Given text Start Marker

In addition to the evaluation report, a comprehensive improvement report can be prepared and provided to the organization, detailing the weaknesses and strengths of each measured data quality property. This improvement report focuses on the properties that did not achieve an adequate level of quality. It details the causes of those low levels so that the organization can take steps to improve them. In addition, the organization provides a set of scripts to identify specific records that require improvement actions. Finally, to complete the evaluation, the access permissions to the master data repository and other assets needed for data quality evaluation are removed or revoked.

Given text End Marker
Study material Start Marker

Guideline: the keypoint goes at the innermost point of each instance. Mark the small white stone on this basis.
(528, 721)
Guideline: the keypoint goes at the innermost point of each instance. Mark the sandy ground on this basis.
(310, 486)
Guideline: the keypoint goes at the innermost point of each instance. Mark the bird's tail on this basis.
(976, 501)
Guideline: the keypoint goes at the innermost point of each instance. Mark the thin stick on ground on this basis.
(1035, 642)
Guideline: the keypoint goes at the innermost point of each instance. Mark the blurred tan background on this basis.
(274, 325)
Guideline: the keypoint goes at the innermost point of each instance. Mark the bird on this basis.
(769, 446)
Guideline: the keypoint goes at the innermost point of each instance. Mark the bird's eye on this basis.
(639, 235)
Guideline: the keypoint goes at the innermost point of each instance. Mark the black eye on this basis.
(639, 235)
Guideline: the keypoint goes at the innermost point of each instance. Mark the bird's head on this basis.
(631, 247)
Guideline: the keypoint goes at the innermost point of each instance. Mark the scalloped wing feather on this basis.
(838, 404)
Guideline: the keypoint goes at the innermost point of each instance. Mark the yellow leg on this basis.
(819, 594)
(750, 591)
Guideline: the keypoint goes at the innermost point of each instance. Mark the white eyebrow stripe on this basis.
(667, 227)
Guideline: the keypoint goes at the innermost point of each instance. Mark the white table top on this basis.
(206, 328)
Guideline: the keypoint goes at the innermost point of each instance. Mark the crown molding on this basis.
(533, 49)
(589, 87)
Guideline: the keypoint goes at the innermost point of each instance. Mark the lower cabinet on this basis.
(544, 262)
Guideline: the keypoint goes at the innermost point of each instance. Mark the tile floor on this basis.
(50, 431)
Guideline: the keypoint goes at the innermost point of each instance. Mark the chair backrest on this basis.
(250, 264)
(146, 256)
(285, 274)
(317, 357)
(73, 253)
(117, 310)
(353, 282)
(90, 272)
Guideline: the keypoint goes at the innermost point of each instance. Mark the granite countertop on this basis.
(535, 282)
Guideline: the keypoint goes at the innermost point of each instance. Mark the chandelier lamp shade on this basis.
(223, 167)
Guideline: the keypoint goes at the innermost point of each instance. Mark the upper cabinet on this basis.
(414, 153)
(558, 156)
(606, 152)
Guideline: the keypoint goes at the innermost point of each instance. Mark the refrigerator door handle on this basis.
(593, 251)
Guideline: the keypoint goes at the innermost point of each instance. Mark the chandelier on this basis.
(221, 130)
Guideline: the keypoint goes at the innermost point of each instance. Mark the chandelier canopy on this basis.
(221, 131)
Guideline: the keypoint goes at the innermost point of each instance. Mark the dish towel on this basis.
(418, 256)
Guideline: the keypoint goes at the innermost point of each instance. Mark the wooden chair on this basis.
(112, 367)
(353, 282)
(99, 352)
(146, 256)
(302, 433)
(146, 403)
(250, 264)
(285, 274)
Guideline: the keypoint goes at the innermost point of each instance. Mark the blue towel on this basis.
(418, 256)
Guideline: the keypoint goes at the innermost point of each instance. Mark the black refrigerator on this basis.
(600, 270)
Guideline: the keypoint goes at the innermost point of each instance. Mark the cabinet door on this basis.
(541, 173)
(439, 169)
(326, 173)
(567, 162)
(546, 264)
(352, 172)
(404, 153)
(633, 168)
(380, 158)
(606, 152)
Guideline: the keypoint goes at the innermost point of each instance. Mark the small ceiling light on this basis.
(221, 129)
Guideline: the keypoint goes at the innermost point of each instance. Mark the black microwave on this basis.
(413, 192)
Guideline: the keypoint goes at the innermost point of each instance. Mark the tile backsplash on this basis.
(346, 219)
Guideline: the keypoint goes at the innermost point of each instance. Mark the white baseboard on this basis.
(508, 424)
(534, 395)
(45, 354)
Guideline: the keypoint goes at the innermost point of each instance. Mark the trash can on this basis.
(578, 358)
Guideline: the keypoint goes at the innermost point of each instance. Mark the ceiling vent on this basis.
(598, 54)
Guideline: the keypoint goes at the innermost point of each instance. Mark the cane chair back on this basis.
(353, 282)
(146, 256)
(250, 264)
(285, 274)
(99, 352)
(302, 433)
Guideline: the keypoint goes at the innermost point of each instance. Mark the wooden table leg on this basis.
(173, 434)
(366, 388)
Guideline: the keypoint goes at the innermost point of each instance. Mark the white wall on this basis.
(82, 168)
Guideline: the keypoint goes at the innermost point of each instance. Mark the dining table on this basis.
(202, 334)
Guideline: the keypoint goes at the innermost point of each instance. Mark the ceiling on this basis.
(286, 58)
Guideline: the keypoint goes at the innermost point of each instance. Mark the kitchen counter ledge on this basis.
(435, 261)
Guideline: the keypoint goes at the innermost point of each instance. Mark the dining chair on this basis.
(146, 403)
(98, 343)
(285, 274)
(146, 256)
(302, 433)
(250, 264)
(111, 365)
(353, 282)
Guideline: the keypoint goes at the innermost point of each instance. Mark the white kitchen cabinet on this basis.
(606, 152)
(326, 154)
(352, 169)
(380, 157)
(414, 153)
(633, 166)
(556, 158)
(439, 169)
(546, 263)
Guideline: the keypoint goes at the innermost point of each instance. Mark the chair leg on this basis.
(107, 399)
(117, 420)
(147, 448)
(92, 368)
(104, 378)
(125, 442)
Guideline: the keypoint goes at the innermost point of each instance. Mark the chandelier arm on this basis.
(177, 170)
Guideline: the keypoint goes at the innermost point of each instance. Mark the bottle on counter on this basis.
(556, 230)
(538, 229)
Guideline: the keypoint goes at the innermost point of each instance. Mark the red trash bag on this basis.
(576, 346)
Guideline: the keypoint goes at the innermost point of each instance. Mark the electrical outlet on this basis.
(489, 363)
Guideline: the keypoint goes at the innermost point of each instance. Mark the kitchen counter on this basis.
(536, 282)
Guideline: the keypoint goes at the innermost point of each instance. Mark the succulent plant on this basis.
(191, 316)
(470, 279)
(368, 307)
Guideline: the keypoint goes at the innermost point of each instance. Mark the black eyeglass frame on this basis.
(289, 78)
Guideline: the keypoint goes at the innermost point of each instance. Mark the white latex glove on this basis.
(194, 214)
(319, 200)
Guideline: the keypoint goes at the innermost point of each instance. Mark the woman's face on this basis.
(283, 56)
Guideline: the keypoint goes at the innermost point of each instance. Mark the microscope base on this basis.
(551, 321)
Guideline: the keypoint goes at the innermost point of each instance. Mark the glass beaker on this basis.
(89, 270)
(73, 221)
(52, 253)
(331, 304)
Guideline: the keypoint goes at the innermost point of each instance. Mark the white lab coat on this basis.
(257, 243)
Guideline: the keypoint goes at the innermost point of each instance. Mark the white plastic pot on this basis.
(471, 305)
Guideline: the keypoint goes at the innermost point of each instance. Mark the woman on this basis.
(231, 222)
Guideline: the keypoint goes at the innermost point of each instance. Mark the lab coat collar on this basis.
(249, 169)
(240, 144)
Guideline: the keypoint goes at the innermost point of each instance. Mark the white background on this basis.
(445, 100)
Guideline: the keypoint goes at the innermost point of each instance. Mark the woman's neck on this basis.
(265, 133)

Study material End Marker

[What is needed] Decide whether each statement agrees with the text on data quality evaluation. Answer yes or no, and quote the deciding words of the text. (a) The improvement report concentrates on the properties that reached an adequate level of quality. (b) The improvement report explains why some properties have low quality levels. (c) Completing the evaluation involves removing or revoking access permissions to the master data repository.

[Written solution]
(a) No: "This improvement report focuses on the properties that did not achieve an adequate level of quality."
(b) Yes: "It details the causes of those low levels"
(c) Yes: "to complete the evaluation, the access permissions to the master data repository and other assets needed for data quality evaluation are removed or revoked."